▶ WORK TO BE COMPLETED:
Filter task. Return each line of the material that holds the string "mouse".
□ □ □ □ □
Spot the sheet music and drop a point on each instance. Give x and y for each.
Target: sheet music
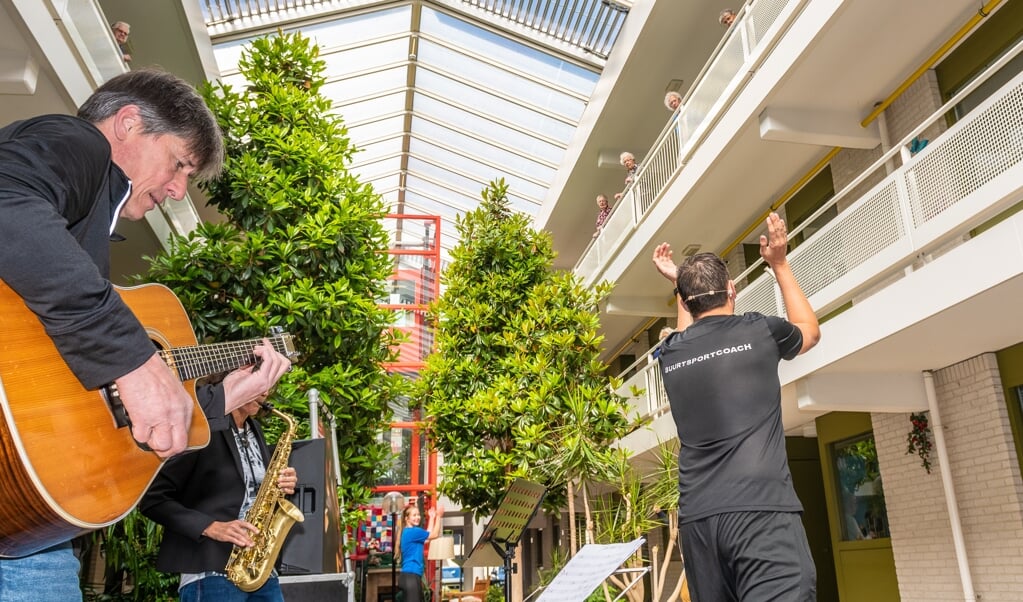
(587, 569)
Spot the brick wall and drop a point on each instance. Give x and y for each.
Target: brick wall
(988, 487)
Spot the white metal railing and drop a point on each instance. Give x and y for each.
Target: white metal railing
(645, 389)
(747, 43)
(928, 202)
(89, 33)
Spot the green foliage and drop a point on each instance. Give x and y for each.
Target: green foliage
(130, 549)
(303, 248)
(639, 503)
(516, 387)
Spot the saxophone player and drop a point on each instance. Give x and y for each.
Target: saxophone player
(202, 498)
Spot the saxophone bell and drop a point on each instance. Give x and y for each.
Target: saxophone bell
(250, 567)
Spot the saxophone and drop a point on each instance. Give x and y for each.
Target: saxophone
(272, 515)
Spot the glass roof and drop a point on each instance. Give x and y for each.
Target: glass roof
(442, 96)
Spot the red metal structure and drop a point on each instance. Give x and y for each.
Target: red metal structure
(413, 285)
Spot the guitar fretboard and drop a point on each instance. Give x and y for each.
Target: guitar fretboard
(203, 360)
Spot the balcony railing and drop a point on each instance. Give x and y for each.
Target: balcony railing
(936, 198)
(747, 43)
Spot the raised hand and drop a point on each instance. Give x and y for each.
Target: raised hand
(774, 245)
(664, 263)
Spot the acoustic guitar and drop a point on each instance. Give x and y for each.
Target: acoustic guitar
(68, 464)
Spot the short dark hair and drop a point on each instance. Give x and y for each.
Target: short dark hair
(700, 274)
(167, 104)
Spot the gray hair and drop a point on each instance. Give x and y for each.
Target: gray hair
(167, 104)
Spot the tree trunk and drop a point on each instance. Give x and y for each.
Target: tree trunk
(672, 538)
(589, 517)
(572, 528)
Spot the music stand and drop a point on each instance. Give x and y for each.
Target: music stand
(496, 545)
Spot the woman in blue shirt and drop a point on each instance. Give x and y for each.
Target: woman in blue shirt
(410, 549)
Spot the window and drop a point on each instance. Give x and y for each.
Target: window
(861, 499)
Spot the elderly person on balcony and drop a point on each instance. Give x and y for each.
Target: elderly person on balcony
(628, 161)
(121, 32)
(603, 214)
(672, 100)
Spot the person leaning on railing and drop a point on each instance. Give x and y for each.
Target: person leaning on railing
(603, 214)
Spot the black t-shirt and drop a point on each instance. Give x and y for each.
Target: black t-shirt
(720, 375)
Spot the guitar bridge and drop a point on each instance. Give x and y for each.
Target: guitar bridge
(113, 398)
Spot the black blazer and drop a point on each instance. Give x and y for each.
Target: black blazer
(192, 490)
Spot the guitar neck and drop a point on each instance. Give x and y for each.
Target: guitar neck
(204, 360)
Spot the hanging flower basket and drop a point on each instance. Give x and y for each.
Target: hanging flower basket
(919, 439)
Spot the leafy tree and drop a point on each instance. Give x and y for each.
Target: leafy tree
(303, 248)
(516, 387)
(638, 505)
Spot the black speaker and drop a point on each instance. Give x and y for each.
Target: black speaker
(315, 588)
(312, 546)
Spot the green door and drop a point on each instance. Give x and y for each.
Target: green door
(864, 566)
□ □ □ □ □
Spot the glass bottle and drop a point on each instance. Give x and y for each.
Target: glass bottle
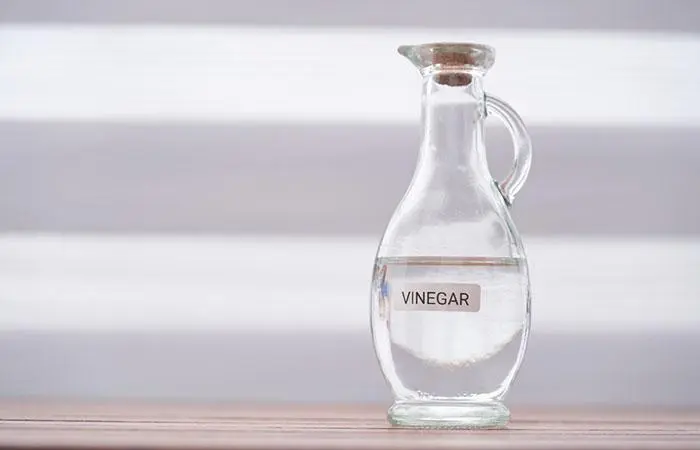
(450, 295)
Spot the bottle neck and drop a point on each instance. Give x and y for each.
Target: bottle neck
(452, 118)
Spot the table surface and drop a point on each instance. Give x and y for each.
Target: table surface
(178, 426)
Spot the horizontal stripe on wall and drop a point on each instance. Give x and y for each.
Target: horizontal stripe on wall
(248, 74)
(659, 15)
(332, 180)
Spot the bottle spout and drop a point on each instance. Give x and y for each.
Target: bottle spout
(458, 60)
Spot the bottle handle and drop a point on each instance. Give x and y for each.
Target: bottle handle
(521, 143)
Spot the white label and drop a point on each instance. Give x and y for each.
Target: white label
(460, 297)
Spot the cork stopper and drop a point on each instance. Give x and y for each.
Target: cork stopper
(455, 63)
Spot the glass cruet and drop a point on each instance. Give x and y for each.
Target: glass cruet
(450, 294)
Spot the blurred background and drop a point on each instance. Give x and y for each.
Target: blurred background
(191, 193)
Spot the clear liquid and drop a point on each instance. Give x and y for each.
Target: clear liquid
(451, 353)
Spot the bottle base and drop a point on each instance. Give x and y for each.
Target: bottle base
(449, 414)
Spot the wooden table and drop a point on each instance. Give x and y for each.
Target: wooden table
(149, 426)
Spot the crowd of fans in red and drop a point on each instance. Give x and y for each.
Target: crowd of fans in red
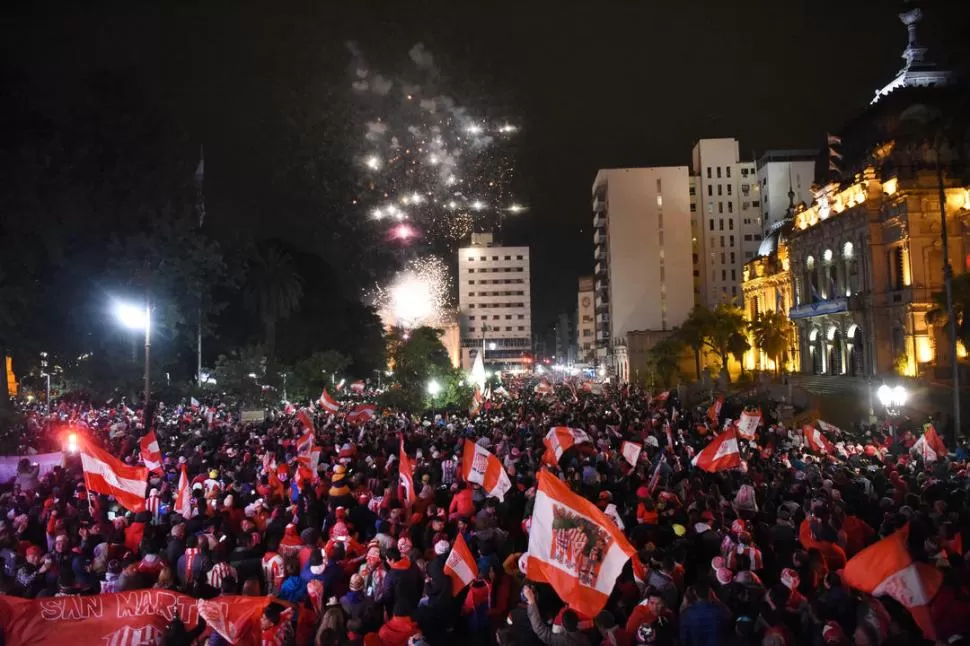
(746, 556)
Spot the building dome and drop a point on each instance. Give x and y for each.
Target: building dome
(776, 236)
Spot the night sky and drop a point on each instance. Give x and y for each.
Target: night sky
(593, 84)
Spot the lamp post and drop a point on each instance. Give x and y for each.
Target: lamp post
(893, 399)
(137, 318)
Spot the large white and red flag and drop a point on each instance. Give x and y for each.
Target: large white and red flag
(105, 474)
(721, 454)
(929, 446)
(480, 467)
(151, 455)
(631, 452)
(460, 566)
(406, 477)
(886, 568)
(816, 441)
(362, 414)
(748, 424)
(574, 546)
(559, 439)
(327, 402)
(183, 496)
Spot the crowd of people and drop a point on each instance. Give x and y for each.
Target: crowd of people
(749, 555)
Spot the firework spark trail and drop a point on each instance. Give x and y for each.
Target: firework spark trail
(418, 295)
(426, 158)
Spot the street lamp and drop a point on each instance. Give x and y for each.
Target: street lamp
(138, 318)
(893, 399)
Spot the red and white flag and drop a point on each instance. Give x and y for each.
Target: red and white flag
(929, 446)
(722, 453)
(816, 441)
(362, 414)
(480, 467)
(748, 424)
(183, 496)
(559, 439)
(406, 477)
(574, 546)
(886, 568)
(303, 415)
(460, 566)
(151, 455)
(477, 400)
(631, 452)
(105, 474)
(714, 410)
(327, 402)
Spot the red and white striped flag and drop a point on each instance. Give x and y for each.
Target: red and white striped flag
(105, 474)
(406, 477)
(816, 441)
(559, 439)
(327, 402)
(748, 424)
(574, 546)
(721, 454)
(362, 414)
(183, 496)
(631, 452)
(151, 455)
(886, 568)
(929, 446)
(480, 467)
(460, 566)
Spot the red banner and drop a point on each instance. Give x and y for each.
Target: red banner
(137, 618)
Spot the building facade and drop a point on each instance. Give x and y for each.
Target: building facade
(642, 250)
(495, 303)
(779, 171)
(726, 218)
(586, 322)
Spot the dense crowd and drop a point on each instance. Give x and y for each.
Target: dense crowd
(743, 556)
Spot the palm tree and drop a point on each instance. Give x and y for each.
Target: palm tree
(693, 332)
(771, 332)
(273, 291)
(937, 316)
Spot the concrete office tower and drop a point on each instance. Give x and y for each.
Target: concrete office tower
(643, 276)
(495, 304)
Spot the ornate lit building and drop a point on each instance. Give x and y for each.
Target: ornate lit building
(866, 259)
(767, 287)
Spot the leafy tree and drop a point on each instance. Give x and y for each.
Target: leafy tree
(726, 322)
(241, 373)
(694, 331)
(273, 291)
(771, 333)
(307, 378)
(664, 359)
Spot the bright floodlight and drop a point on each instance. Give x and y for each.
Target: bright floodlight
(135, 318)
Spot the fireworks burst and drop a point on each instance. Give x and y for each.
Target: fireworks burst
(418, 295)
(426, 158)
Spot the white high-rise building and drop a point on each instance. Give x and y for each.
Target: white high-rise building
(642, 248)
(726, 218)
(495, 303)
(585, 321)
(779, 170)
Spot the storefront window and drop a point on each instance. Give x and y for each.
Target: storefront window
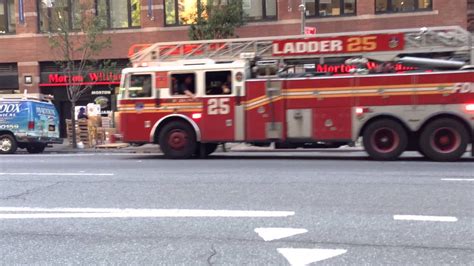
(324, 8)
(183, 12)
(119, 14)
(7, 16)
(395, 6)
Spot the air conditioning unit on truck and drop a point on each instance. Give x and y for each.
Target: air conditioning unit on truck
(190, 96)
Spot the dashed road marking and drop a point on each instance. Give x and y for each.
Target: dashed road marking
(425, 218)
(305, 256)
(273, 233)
□ □ □ □ □
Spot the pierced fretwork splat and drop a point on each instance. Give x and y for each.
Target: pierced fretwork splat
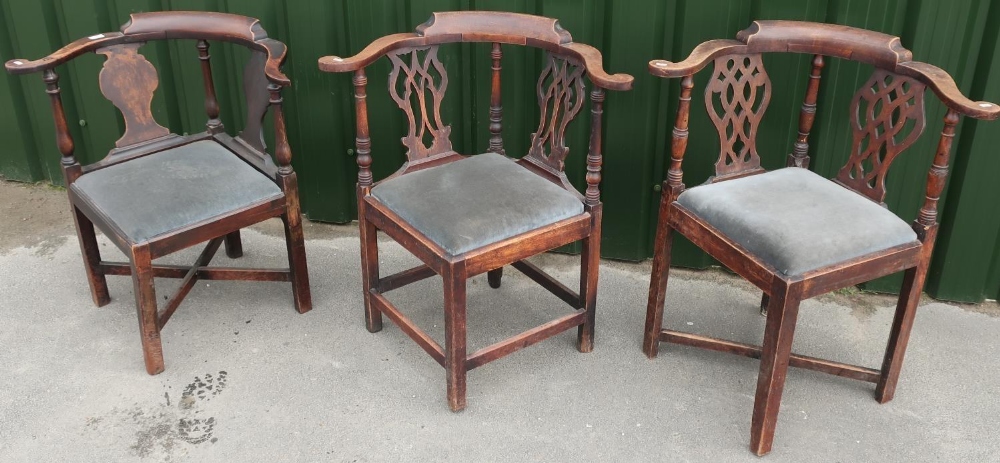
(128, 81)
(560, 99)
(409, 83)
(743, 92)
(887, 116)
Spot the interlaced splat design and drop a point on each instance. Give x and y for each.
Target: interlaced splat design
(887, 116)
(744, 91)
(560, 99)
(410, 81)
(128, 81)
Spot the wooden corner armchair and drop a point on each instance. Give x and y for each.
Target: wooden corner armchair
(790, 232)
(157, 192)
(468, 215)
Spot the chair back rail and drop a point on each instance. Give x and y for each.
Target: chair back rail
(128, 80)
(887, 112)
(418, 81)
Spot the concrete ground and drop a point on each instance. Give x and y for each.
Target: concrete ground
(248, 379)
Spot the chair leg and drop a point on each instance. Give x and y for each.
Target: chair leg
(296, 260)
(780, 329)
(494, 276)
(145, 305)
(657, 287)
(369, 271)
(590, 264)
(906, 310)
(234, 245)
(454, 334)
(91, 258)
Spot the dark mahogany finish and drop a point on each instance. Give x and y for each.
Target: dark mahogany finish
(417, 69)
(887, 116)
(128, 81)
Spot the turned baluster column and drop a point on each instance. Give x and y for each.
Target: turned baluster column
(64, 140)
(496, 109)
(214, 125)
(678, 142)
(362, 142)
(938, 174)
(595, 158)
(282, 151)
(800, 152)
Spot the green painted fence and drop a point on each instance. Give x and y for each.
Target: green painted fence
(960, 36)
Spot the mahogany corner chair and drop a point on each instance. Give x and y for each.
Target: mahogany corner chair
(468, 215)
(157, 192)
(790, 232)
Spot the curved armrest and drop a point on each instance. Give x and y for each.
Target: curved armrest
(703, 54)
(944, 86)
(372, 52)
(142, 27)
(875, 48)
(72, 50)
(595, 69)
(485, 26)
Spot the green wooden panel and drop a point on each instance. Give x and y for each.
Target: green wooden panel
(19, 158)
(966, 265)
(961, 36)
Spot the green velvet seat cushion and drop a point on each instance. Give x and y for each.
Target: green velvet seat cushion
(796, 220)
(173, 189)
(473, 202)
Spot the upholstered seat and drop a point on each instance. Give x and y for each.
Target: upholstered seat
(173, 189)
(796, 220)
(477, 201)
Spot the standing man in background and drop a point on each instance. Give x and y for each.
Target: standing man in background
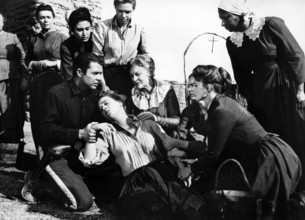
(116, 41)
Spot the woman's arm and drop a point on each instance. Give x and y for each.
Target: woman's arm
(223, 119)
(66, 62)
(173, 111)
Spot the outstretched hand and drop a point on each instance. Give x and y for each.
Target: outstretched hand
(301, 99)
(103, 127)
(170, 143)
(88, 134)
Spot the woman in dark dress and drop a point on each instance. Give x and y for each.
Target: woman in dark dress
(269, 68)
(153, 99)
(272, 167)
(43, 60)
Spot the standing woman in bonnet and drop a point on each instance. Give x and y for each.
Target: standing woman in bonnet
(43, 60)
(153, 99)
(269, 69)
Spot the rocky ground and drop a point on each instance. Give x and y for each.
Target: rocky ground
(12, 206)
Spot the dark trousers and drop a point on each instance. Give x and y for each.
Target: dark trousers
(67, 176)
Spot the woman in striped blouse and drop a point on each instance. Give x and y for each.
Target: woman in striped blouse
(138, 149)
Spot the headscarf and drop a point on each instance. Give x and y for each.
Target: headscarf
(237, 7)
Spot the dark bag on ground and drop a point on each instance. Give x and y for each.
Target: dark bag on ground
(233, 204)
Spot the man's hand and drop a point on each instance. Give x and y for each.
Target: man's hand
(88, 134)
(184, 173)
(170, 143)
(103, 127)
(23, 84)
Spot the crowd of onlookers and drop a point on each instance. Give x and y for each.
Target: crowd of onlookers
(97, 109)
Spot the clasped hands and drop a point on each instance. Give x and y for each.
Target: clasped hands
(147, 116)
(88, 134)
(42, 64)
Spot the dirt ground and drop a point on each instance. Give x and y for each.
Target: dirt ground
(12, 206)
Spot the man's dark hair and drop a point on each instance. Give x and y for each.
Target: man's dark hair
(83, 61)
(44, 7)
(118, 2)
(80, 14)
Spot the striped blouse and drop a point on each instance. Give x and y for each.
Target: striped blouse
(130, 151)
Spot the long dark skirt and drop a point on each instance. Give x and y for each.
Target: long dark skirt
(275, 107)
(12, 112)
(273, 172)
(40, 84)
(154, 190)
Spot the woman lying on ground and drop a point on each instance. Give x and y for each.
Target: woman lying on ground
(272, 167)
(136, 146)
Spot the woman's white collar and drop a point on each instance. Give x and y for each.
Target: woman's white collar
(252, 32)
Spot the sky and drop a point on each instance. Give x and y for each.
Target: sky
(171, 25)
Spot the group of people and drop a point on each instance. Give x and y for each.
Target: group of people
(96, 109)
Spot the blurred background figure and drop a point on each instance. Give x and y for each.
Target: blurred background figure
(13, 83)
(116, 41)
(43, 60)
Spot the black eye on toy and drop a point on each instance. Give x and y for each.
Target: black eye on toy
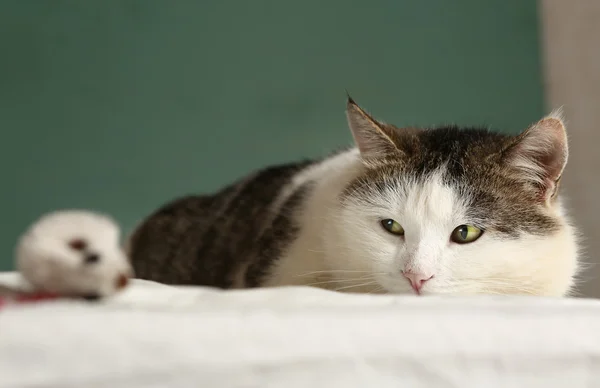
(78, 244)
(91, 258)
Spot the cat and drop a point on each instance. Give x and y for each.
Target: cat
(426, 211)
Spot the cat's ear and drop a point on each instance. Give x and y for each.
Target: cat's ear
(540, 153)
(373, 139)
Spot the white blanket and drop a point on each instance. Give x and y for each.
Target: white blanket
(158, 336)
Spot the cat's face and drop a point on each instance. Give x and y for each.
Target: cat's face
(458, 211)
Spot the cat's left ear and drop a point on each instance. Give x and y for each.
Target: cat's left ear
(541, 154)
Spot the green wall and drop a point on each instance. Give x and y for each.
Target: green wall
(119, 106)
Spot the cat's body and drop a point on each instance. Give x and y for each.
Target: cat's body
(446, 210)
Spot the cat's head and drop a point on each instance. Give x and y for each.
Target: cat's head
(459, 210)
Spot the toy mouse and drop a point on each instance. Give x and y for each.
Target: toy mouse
□ □ □ □ □
▶ SOLUTION FOR THIS EXERCISE:
Spot the toy mouse and drop a point on each instance. Give x and y for each.
Target: toy mouse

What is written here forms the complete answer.